* [TASK REQUIREMENTS] Count the lines in the material below that contain the word "negative", and reply with that number alone.

· · · · · · ·

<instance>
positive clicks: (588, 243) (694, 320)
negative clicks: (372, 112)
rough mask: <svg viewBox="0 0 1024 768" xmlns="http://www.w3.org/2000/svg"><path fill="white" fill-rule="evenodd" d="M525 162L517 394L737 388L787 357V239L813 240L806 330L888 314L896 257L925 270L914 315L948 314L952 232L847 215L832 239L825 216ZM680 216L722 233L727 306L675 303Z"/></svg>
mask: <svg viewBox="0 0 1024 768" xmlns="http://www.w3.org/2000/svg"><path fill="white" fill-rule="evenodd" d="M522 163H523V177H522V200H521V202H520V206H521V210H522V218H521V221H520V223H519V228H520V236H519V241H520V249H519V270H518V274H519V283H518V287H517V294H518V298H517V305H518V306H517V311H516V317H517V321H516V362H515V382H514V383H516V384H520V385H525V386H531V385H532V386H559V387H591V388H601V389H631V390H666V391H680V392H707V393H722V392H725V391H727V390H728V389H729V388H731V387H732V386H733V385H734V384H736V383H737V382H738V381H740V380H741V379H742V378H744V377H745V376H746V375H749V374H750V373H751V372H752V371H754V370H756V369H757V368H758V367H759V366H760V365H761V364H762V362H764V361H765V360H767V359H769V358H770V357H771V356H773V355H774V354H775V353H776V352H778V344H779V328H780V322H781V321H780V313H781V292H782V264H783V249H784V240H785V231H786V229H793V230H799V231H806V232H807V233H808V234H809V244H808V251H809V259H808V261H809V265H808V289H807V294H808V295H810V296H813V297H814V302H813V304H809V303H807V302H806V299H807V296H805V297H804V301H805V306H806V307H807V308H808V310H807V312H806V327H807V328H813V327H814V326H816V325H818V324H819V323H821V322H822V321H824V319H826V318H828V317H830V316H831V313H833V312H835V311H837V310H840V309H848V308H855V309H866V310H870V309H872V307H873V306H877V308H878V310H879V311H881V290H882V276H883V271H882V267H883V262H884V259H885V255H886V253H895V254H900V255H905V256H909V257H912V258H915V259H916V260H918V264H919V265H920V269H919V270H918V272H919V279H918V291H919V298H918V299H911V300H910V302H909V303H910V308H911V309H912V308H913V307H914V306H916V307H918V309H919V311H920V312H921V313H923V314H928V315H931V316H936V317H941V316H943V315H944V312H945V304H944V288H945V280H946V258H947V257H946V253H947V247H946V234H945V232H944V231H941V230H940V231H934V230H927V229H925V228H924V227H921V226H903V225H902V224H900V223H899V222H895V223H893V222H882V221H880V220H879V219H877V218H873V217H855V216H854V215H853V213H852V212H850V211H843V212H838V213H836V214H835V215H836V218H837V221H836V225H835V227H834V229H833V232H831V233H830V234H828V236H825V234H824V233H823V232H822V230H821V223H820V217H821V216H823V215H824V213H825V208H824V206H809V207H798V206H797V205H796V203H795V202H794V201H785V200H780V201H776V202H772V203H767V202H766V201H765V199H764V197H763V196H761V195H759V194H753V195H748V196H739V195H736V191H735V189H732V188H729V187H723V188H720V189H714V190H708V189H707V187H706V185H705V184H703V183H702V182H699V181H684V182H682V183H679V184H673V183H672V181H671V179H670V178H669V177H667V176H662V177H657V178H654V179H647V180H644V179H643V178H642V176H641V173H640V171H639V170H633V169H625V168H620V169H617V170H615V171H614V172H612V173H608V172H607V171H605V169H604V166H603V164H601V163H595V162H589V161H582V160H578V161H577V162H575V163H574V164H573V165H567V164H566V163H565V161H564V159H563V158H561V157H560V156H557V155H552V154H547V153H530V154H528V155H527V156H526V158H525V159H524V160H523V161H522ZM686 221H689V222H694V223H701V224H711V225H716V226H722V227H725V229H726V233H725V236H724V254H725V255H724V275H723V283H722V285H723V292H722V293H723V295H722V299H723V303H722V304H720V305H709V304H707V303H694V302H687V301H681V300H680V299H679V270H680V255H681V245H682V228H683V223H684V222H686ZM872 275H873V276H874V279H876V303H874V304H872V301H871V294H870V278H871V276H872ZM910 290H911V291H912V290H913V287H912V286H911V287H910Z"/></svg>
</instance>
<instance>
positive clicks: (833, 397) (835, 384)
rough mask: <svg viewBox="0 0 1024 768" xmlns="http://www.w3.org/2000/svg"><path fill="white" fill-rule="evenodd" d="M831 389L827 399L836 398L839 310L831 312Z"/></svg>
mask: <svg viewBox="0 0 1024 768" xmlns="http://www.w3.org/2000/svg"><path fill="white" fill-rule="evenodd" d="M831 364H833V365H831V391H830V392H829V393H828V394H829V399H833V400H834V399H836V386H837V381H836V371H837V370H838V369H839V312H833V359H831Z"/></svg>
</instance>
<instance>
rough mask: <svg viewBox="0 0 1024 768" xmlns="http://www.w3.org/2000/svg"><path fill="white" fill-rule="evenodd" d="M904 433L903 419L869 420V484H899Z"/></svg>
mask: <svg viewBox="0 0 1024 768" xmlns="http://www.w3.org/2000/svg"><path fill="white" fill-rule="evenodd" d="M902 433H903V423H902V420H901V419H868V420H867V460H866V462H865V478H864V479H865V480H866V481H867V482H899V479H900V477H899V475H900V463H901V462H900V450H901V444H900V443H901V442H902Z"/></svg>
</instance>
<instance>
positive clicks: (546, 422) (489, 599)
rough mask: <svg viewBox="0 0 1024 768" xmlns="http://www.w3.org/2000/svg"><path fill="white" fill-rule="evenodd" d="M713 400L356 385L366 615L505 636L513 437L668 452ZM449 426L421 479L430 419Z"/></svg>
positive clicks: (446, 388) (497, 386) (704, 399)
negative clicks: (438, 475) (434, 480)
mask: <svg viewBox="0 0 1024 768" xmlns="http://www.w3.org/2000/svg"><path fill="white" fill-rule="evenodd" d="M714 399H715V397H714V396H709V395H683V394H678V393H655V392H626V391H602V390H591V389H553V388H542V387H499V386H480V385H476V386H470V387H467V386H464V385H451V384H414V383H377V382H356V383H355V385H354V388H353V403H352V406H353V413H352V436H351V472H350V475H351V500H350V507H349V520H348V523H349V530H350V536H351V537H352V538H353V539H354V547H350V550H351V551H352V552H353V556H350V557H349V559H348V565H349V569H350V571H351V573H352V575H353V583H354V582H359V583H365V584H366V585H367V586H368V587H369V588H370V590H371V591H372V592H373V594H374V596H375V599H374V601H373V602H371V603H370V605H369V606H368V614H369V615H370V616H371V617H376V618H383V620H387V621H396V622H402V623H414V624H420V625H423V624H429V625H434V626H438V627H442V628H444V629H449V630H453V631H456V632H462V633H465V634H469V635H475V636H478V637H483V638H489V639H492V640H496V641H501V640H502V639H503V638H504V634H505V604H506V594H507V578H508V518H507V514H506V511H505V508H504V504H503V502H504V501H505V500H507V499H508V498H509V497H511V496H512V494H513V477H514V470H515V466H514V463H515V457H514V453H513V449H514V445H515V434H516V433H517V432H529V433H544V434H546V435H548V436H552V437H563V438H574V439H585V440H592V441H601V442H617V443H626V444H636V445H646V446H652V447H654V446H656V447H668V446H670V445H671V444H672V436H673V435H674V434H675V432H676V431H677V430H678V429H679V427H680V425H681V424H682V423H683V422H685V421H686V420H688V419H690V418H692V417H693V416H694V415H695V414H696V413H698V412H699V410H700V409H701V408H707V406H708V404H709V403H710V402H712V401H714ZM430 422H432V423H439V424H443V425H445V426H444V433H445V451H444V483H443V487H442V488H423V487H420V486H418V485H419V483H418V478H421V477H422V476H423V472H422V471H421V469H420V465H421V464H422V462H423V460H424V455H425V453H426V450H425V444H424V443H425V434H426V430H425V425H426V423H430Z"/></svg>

· · · · · · ·

* [EXPECTED ANSWER] 2